■ Exercise goal:
List every line below that contains the word "field", copying each such line in full.

■ Entries supplied:

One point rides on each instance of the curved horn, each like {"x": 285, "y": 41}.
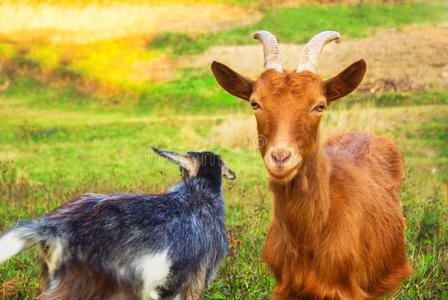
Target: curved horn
{"x": 270, "y": 49}
{"x": 311, "y": 52}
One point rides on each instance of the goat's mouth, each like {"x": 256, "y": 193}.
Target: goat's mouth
{"x": 283, "y": 175}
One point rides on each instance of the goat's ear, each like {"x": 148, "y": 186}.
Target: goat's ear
{"x": 231, "y": 81}
{"x": 182, "y": 160}
{"x": 346, "y": 81}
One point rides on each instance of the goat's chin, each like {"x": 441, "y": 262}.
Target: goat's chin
{"x": 283, "y": 176}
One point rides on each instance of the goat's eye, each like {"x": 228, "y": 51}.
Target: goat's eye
{"x": 255, "y": 105}
{"x": 319, "y": 108}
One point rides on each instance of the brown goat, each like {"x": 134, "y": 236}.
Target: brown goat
{"x": 337, "y": 231}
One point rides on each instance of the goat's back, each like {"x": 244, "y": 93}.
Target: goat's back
{"x": 132, "y": 245}
{"x": 379, "y": 156}
{"x": 365, "y": 181}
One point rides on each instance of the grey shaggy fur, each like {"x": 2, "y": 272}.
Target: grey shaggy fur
{"x": 103, "y": 237}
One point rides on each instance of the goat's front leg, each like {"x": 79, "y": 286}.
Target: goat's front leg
{"x": 195, "y": 288}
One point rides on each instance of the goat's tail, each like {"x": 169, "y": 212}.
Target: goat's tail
{"x": 25, "y": 234}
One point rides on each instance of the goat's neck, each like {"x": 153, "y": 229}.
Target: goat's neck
{"x": 301, "y": 207}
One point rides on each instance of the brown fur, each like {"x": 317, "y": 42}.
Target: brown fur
{"x": 337, "y": 230}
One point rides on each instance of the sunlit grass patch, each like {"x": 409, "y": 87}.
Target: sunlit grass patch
{"x": 299, "y": 24}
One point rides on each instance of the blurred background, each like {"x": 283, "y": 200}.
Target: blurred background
{"x": 86, "y": 87}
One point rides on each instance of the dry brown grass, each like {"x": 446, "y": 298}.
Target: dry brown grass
{"x": 69, "y": 23}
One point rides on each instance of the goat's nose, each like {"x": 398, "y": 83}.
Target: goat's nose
{"x": 280, "y": 156}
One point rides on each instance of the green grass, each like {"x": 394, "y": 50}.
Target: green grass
{"x": 51, "y": 152}
{"x": 299, "y": 24}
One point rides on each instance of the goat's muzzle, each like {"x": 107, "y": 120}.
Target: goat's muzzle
{"x": 282, "y": 163}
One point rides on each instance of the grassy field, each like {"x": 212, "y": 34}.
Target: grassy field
{"x": 58, "y": 141}
{"x": 52, "y": 153}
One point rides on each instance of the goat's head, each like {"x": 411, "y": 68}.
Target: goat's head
{"x": 288, "y": 106}
{"x": 197, "y": 163}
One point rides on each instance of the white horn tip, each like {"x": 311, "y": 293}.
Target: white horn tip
{"x": 260, "y": 33}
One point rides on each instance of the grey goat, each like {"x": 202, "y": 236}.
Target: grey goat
{"x": 133, "y": 246}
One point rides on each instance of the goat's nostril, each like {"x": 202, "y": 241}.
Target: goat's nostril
{"x": 280, "y": 157}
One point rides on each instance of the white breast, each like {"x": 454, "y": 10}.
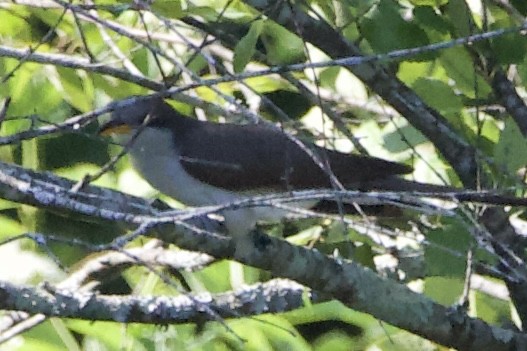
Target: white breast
{"x": 158, "y": 164}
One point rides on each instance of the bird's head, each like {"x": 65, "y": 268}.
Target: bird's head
{"x": 129, "y": 117}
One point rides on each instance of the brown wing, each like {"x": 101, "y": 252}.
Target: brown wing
{"x": 238, "y": 157}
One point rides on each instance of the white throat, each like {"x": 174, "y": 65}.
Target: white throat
{"x": 155, "y": 156}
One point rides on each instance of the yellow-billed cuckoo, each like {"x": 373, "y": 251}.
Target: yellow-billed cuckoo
{"x": 202, "y": 163}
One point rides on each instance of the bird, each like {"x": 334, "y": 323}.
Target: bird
{"x": 202, "y": 163}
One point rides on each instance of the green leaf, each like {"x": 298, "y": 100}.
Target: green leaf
{"x": 168, "y": 8}
{"x": 385, "y": 30}
{"x": 438, "y": 94}
{"x": 282, "y": 46}
{"x": 244, "y": 50}
{"x": 509, "y": 153}
{"x": 444, "y": 290}
{"x": 445, "y": 254}
{"x": 428, "y": 2}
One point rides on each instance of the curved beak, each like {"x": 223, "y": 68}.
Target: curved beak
{"x": 114, "y": 127}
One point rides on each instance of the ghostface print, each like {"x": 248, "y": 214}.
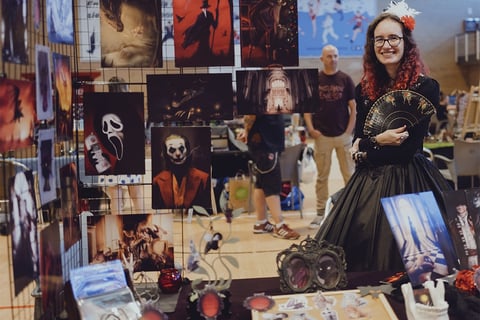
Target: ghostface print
{"x": 114, "y": 133}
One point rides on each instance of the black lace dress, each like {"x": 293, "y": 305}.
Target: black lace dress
{"x": 357, "y": 221}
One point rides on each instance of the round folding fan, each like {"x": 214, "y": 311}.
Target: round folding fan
{"x": 395, "y": 109}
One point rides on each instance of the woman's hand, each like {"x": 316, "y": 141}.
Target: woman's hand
{"x": 393, "y": 137}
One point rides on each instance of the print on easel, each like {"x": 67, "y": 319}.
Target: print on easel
{"x": 70, "y": 205}
{"x": 23, "y": 221}
{"x": 17, "y": 114}
{"x": 64, "y": 94}
{"x": 277, "y": 91}
{"x": 181, "y": 161}
{"x": 131, "y": 33}
{"x": 464, "y": 226}
{"x": 51, "y": 272}
{"x": 189, "y": 97}
{"x": 203, "y": 33}
{"x": 268, "y": 33}
{"x": 60, "y": 21}
{"x": 114, "y": 133}
{"x": 43, "y": 82}
{"x": 46, "y": 165}
{"x": 14, "y": 25}
{"x": 421, "y": 235}
{"x": 146, "y": 238}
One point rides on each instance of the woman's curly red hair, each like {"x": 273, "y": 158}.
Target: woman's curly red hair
{"x": 375, "y": 80}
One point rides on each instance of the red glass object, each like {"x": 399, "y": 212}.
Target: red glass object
{"x": 170, "y": 280}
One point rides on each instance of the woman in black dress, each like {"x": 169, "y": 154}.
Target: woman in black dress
{"x": 389, "y": 162}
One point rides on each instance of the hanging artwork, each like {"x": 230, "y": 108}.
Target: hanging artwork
{"x": 203, "y": 33}
{"x": 422, "y": 237}
{"x": 46, "y": 165}
{"x": 114, "y": 133}
{"x": 89, "y": 30}
{"x": 43, "y": 83}
{"x": 64, "y": 94}
{"x": 464, "y": 225}
{"x": 13, "y": 26}
{"x": 181, "y": 160}
{"x": 51, "y": 274}
{"x": 70, "y": 205}
{"x": 131, "y": 33}
{"x": 17, "y": 114}
{"x": 340, "y": 23}
{"x": 147, "y": 239}
{"x": 60, "y": 21}
{"x": 268, "y": 33}
{"x": 189, "y": 97}
{"x": 23, "y": 221}
{"x": 277, "y": 91}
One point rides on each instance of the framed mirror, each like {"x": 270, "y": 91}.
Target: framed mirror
{"x": 311, "y": 266}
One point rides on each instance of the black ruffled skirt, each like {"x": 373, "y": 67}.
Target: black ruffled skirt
{"x": 357, "y": 221}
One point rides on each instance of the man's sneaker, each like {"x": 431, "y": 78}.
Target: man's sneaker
{"x": 284, "y": 232}
{"x": 265, "y": 227}
{"x": 315, "y": 224}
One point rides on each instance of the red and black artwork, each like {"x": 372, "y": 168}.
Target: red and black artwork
{"x": 64, "y": 94}
{"x": 51, "y": 275}
{"x": 17, "y": 114}
{"x": 46, "y": 165}
{"x": 203, "y": 33}
{"x": 131, "y": 33}
{"x": 277, "y": 91}
{"x": 189, "y": 97}
{"x": 13, "y": 25}
{"x": 43, "y": 82}
{"x": 114, "y": 133}
{"x": 23, "y": 221}
{"x": 145, "y": 239}
{"x": 268, "y": 33}
{"x": 70, "y": 205}
{"x": 181, "y": 160}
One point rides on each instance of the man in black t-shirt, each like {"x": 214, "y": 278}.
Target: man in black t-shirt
{"x": 331, "y": 126}
{"x": 265, "y": 137}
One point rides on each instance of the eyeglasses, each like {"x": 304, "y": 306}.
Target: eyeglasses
{"x": 393, "y": 41}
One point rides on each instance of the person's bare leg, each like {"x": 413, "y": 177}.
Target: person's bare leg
{"x": 259, "y": 204}
{"x": 136, "y": 195}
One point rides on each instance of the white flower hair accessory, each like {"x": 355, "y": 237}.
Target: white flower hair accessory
{"x": 406, "y": 14}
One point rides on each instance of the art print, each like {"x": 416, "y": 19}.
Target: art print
{"x": 277, "y": 91}
{"x": 46, "y": 164}
{"x": 131, "y": 33}
{"x": 422, "y": 237}
{"x": 23, "y": 221}
{"x": 203, "y": 33}
{"x": 51, "y": 274}
{"x": 340, "y": 23}
{"x": 181, "y": 160}
{"x": 114, "y": 133}
{"x": 268, "y": 33}
{"x": 64, "y": 93}
{"x": 60, "y": 21}
{"x": 43, "y": 82}
{"x": 70, "y": 204}
{"x": 17, "y": 114}
{"x": 14, "y": 35}
{"x": 464, "y": 225}
{"x": 89, "y": 30}
{"x": 189, "y": 97}
{"x": 147, "y": 239}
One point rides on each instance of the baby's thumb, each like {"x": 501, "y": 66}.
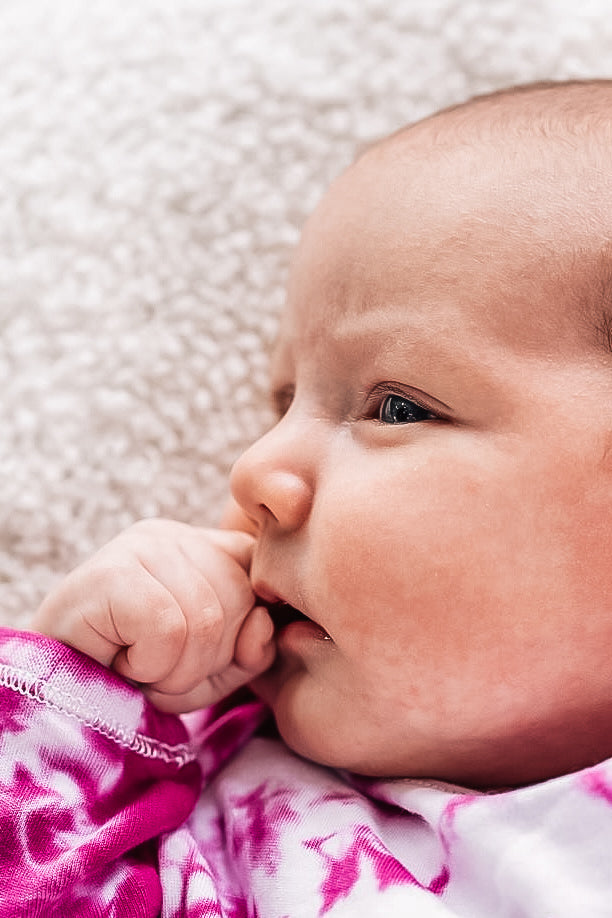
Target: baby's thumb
{"x": 255, "y": 648}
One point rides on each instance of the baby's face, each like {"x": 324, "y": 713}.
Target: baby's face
{"x": 436, "y": 496}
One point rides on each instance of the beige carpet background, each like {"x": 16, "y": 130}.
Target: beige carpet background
{"x": 156, "y": 162}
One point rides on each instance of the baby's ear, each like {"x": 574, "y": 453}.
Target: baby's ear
{"x": 234, "y": 517}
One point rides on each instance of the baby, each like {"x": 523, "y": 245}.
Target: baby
{"x": 415, "y": 573}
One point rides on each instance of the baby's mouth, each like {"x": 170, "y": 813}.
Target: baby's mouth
{"x": 283, "y": 614}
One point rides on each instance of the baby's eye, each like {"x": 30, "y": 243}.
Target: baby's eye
{"x": 397, "y": 409}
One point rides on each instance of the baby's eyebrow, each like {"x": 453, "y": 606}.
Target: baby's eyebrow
{"x": 281, "y": 397}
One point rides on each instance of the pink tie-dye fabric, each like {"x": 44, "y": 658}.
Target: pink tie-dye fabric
{"x": 109, "y": 808}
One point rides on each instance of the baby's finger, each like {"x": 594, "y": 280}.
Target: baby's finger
{"x": 150, "y": 628}
{"x": 257, "y": 654}
{"x": 255, "y": 649}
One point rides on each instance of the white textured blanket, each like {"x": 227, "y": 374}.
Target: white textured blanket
{"x": 157, "y": 158}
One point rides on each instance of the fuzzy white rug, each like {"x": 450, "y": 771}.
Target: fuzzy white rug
{"x": 156, "y": 161}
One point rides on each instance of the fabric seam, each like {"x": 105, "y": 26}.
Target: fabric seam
{"x": 29, "y": 685}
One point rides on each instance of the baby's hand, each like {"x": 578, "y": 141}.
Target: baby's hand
{"x": 169, "y": 606}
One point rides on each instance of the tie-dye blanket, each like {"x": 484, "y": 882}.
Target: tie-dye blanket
{"x": 110, "y": 808}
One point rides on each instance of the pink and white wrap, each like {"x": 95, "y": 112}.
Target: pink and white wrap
{"x": 110, "y": 808}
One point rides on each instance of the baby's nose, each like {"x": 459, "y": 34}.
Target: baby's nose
{"x": 273, "y": 480}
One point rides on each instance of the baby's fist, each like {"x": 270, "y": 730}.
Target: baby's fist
{"x": 169, "y": 606}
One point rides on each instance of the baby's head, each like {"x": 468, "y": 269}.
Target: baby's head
{"x": 437, "y": 494}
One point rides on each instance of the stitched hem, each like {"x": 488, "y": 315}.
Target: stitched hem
{"x": 30, "y": 686}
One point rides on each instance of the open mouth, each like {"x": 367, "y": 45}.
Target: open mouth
{"x": 283, "y": 614}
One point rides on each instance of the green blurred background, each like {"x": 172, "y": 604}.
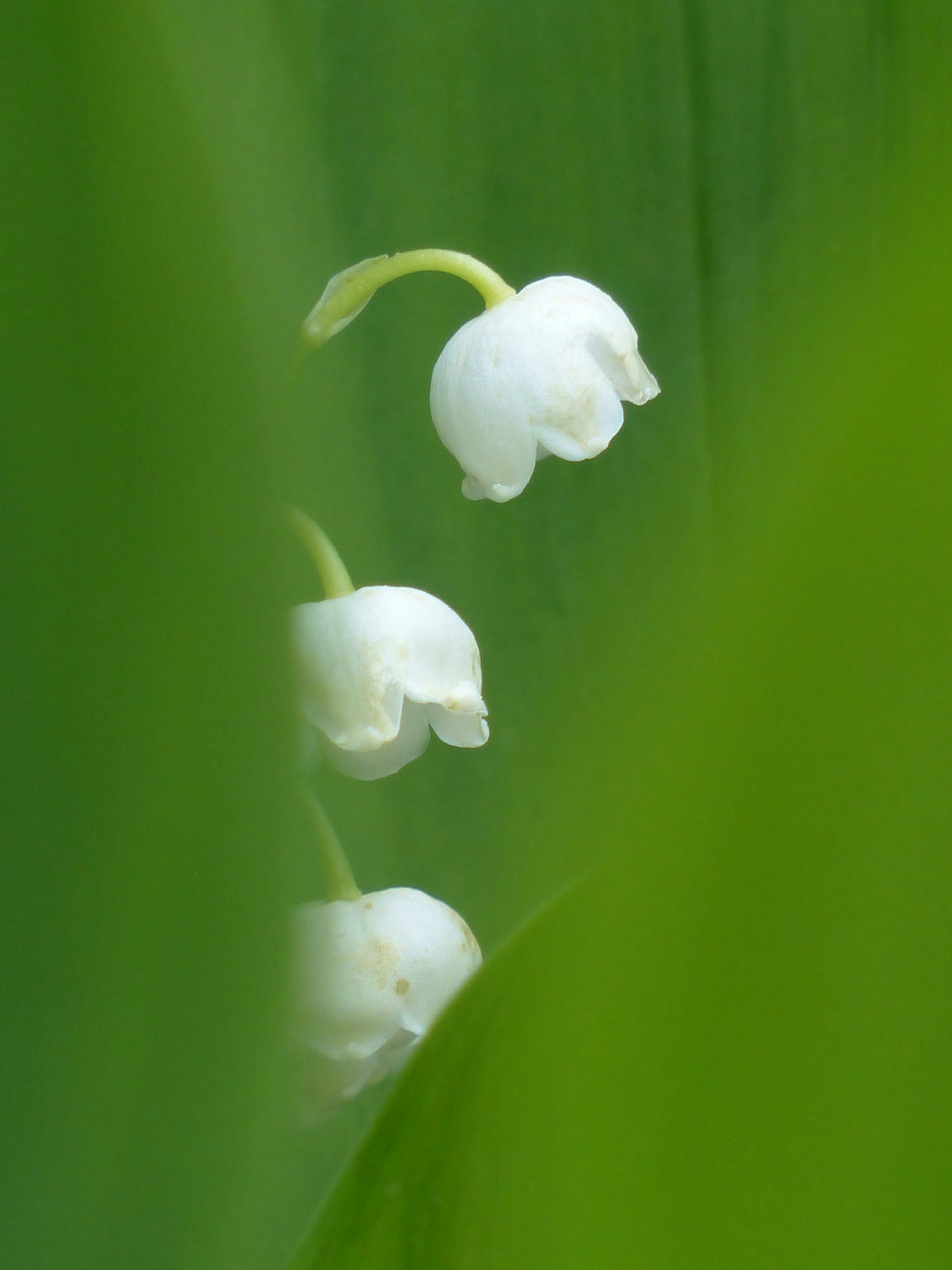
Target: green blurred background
{"x": 717, "y": 660}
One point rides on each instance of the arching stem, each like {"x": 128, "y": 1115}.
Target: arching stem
{"x": 334, "y": 577}
{"x": 340, "y": 881}
{"x": 347, "y": 293}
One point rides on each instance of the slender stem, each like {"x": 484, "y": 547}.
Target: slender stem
{"x": 340, "y": 881}
{"x": 348, "y": 293}
{"x": 334, "y": 577}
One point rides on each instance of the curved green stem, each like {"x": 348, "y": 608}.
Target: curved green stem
{"x": 340, "y": 881}
{"x": 347, "y": 293}
{"x": 334, "y": 577}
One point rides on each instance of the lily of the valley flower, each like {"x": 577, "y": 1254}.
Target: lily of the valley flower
{"x": 383, "y": 666}
{"x": 373, "y": 976}
{"x": 540, "y": 373}
{"x": 544, "y": 373}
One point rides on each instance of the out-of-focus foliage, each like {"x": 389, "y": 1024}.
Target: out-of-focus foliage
{"x": 727, "y": 1047}
{"x": 145, "y": 876}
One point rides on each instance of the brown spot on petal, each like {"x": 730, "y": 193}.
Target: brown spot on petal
{"x": 376, "y": 959}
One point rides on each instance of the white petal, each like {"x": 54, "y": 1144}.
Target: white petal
{"x": 479, "y": 406}
{"x": 552, "y": 365}
{"x": 468, "y": 731}
{"x": 361, "y": 656}
{"x": 409, "y": 744}
{"x": 373, "y": 968}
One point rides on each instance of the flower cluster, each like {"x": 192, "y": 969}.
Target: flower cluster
{"x": 543, "y": 371}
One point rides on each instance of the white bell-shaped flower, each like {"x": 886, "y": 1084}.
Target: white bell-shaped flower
{"x": 383, "y": 666}
{"x": 373, "y": 976}
{"x": 541, "y": 373}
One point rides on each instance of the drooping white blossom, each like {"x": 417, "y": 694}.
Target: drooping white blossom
{"x": 543, "y": 373}
{"x": 383, "y": 666}
{"x": 373, "y": 975}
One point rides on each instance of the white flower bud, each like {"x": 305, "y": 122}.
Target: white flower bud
{"x": 383, "y": 666}
{"x": 373, "y": 976}
{"x": 543, "y": 373}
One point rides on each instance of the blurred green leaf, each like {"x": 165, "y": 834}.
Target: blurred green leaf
{"x": 729, "y": 1047}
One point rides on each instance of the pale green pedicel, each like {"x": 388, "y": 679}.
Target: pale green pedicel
{"x": 348, "y": 293}
{"x": 334, "y": 577}
{"x": 340, "y": 881}
{"x": 337, "y": 582}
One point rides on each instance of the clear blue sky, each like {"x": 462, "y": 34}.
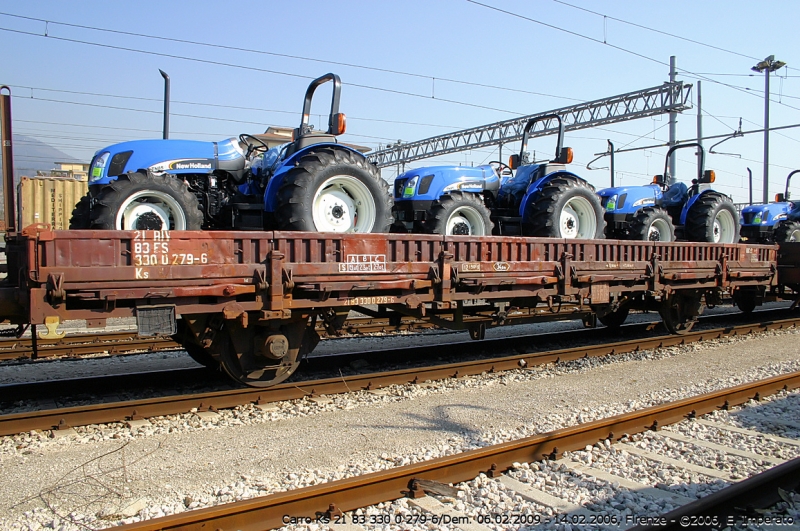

■ Correct answer:
One point rides on each instance of the grassy field, each like {"x": 212, "y": 34}.
Target: grassy field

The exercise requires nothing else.